◆ To do:
Please copy the stretch of the Hochstein family recollection from "I asked Bob" through "accept it otherwise.", renaming "Dad" as "Father" each time it appears.

◆ Source passage:

Sam's mother, Rashe Gitte, also did well in real estate apparently, and it appears that she took to America much more readily than her scholarly and impractical husband, Yoshe Hochstein. Reb Yoshe retreated over the years into his Talmud, and only grudgingly looked up from his studies to take money from customers in a small shop they owned.

But the good times did not last. Sam, like his mother, like everyone, was wiped out by the Great Crash. I have the impression from my father and his two siblings that from the early 1930s on, Sam was a broken and depressed man, struggling to pay the rent for his family.

I asked Bob Hochstein to recall his Bronx childhood, in the 1930s and 1940s.

Your mentioning your interest in stories about my parents [Ida and Sam Hochstein] got me thinking again. One really nice one and one not so. I might have mentioned both but I don't think so.

Dad had part ownership/management in the building at 1340 Morris Ave. It was a terrible time, the late 30's. Some tenants simply couldn't pay the rent. And for one in particular, Dad would send me out to get groceries for them and leave it at the door. I would ring the bell and run. Dad said they would never accept it otherwise.

For those that were late in paying the rent, he tried not to lean on them. His partner in the management of the building was just the opposite and they would get into huge fights over this and other matters. In the end, one day Dad slapped him in the face. That was big and eventually the partnership broke up and the building was sold. Dad's mother either owned or had an interest in it.

As I think I've mentioned before, during this period and the war years Dad was in an awful funk and didn't talk much which had especially grave consequences for Elenore (Sam's daughter). She felt unloved and I guess simply unwanted. The best I can make of it is that she never got over it.

◆ Data supplied:

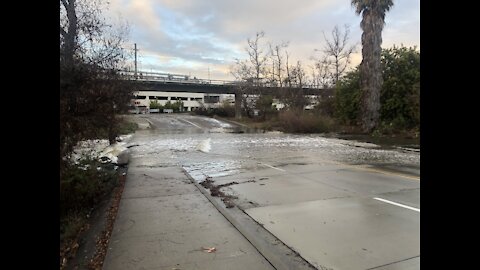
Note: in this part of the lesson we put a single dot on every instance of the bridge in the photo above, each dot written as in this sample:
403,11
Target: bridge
167,82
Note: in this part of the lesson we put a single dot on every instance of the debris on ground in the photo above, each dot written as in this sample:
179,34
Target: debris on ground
210,250
216,192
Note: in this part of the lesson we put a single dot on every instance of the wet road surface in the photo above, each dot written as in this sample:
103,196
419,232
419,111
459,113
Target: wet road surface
340,204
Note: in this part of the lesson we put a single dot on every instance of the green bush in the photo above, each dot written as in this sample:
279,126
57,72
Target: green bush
82,186
305,122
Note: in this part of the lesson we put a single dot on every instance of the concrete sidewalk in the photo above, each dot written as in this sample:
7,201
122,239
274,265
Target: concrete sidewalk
165,222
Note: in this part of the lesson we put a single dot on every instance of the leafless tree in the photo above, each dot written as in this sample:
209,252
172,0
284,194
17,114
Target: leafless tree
92,91
338,52
277,63
257,57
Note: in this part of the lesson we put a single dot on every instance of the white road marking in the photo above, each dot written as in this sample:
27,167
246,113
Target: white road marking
270,166
191,123
398,204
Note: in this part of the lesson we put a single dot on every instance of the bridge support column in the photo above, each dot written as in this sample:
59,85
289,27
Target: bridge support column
238,103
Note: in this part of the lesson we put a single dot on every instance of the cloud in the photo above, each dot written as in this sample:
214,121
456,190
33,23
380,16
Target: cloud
202,34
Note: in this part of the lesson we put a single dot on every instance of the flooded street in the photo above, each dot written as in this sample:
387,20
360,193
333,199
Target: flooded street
208,147
341,204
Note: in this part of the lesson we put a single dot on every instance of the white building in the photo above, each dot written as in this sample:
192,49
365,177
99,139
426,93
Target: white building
191,101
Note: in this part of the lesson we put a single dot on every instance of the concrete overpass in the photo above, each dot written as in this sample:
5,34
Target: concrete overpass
165,82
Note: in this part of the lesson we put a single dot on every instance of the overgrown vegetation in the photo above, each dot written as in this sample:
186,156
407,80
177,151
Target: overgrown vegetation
399,96
301,121
92,94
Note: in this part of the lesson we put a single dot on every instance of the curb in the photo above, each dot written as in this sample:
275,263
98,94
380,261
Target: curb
277,253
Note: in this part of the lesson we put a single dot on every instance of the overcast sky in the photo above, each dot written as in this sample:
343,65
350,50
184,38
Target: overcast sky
194,36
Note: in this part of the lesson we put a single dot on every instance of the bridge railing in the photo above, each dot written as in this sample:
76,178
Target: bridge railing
187,79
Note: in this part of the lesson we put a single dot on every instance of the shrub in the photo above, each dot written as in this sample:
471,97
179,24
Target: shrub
84,185
305,122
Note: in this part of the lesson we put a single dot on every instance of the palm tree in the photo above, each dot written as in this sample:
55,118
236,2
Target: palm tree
373,20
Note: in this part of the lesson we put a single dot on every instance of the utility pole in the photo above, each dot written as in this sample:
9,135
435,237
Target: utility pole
135,61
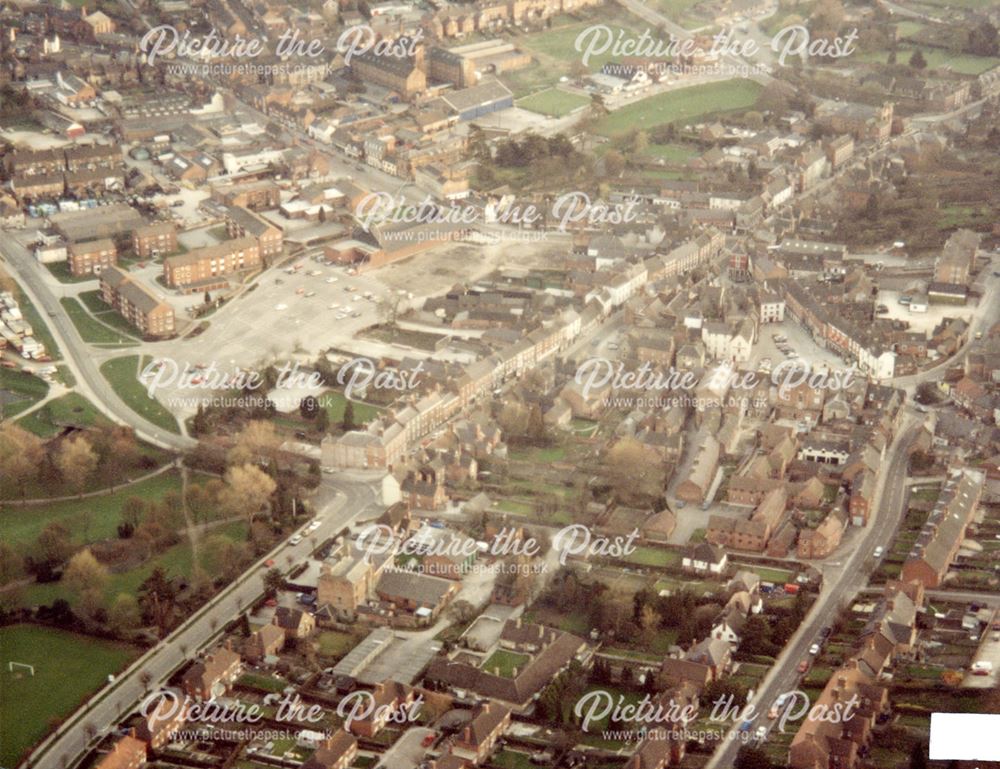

◆ Solution below:
I asked Bob Hochstein to recall his Bronx childhood, in the 1930s and 1940s.

Your mentioning your interest in stories about my parents [Ida and Sam Hochstein] got me thinking again. One really nice one and one not so. I might have mentioned both but I don't think so.

Father had part ownership/management in the building at 1340 Morris Ave. It was a terrible time, the late 30's. Some tenants simply couldn't pay the rent. And for one in particular, Father would send me out to get groceries for them and leave it at the door. I would ring the bell and run. Father said they would never accept it otherwise.